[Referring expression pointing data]

##############################

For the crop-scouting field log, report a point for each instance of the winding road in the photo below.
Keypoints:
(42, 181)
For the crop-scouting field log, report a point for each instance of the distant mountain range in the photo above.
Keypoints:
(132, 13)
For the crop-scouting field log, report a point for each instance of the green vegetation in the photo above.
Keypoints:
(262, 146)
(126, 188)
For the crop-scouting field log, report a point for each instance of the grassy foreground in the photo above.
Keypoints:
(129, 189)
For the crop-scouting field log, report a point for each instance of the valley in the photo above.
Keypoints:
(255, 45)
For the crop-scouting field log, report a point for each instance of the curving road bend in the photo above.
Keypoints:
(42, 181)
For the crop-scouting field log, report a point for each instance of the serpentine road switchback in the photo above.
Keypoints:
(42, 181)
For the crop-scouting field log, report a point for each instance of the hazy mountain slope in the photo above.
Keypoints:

##############################

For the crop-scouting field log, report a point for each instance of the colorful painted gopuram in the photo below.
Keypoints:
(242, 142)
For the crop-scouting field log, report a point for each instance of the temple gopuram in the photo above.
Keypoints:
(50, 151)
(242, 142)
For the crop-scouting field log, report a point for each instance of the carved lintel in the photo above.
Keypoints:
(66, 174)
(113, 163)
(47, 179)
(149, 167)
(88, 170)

##############################

**WHAT THIS TASK INVOLVES**
What lines in the entries above include the string "mountain"? Return each one.

**TASK SOLUTION**
For the crop-scouting field log, report a point for each instance of the distant mountain range in the photo above.
For the crop-scouting field log, report a point for each instance of the hazy mountain slope in the photo above.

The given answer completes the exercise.